Objective -> Without omitting anything, retype the data that follows.

Source records ->
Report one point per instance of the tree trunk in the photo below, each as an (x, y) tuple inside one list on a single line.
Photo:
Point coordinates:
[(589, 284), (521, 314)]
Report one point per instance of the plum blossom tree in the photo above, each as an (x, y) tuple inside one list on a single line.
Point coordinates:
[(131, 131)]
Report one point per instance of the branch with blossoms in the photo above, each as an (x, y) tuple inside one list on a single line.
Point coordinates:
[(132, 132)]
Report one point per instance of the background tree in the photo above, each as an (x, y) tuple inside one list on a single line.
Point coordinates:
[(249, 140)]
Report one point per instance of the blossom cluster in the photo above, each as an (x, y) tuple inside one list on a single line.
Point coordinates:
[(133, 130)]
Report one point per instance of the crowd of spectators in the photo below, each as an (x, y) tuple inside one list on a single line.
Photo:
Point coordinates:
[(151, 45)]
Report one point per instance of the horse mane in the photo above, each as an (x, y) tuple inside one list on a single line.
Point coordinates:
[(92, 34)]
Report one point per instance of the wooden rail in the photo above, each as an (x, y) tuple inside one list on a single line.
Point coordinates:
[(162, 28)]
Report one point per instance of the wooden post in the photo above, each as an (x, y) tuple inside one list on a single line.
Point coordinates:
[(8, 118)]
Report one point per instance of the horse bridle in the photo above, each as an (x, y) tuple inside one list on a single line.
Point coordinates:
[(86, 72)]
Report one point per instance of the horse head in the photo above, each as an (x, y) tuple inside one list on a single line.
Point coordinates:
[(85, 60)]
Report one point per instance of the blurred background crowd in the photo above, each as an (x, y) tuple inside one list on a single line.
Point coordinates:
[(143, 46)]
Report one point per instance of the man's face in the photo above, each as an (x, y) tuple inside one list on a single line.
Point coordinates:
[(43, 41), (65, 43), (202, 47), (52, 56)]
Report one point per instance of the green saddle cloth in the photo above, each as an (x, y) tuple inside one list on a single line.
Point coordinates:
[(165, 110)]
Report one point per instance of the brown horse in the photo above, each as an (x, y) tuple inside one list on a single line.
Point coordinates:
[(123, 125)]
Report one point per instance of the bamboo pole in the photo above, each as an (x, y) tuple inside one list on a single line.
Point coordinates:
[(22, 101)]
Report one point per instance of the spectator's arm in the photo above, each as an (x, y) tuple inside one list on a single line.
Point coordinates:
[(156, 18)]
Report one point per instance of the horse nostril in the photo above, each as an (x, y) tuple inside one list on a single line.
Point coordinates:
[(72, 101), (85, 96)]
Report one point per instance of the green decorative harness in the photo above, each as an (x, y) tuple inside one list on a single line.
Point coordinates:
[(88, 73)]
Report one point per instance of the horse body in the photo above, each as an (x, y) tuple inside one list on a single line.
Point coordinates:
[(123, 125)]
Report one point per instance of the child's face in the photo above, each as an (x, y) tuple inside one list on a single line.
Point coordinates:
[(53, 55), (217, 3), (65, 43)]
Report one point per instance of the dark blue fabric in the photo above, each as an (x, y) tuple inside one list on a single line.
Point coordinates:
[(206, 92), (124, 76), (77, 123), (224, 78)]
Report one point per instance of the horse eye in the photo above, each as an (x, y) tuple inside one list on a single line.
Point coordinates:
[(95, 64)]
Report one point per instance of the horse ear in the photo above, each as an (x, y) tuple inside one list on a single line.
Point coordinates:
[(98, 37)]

Exercise response ->
Report one point per instance of the tree trunk in the photo below, each as an (x, y) tuple inside one list on a single line.
Photo:
Point coordinates:
[(589, 284), (521, 314)]
Report one point per instance of the plum blossom tree in the photo above, each as an (x, y) tuple inside one list on a single line.
Point coordinates:
[(131, 131)]
Report one point per instance of the branch with blossoms in the photo above, each as an (x, y) tuple inside one list on a single line.
Point coordinates:
[(132, 132)]
Report one point per instance of the background tree in the photo above, each as an (x, y) tuple inside one list on a single line.
Point coordinates:
[(249, 140)]
Report one point per instance of the blossom cluster in the photo above, each as an (x, y) tuple inside one list on a single line.
Point coordinates:
[(133, 130)]
Report one point per instance of the crowd of spectators in the photo below, each as an (x, y) tuple inside one list on a single line.
Photo:
Point coordinates:
[(151, 45)]
Report one point per instance of the horse mane in the photo above, each as an (x, y) tuple inside one list on a single line.
Point coordinates:
[(92, 34)]
Report one point per instance of the wooden rail in the photo above, each as an (x, y) tuple inside one list on a single line.
Point coordinates:
[(162, 28)]
Report one point per instance of the wooden post in the photo above, each as an (x, y) tuple inside one list on a single line.
Point coordinates:
[(8, 118)]
Report one point per instance of the horse bridle in the photo above, each as an (x, y) tuple inside one list on a single line.
Point coordinates:
[(86, 72)]
Report one point per instance of the horse head in the photo above, each as an (x, y) tuple inside one list on a single line.
Point coordinates:
[(85, 60)]
Report one point per instance of the blurred background crowd in the photo above, each as an (x, y) tuple inside one list on a single line.
Point coordinates:
[(143, 46)]
Report one point per instance of the man's face in the photo above, each as an (x, y) tuple inside one list on a single line.
Point coordinates:
[(43, 41), (65, 43), (202, 47), (52, 56)]
Report one point per instance of the green saddle cloth in the photo above, each as an (x, y) tuple inside one list on a single line.
Point coordinates:
[(165, 110)]
Report one point per instance of the brown horse in the photo above, each as an (x, y) tuple inside one list on a single line.
Point coordinates:
[(123, 125)]
Report one point per instance of the bamboo pole in the photo above, each as an (x, y) tuple inside one list on a single line.
Point coordinates:
[(22, 101)]
Report one point per instance of the spectator's arm in the photo above, each as an (x, y) tuple inside one list on a single line.
Point coordinates:
[(156, 18)]
Report one point per instance of the horse nostril in the photo above, each as an (x, y) tuple inside one list on a single line.
Point coordinates:
[(72, 101), (85, 96)]
Report one point per instance of the green decorative harness in the photo above, each as an (x, y) tuple inside one list on a single line.
Point coordinates:
[(88, 73)]
Report one point per instance of the horse body in the photo above, each as an (x, y) tuple inside one list on a single line.
Point coordinates:
[(123, 125)]
Report one point per instance of the child's face in the photo above, each as an (x, y) tuple inside one list on a single line.
Point coordinates:
[(53, 55), (217, 3), (65, 43)]
Report one point per instance of the dark blue fabric in the photo above, each as an (x, y) tuple inside one list on a single line.
Point coordinates:
[(206, 92), (124, 76), (77, 123), (224, 78)]
Report one point per instance of the horse eye in the photo above, each as an (x, y) tuple inside one list on a single line.
Point coordinates:
[(95, 64)]
Report one point per instance of the horse ear in the photo above, each as an (x, y) tuple inside one list on a single line.
Point coordinates:
[(98, 37)]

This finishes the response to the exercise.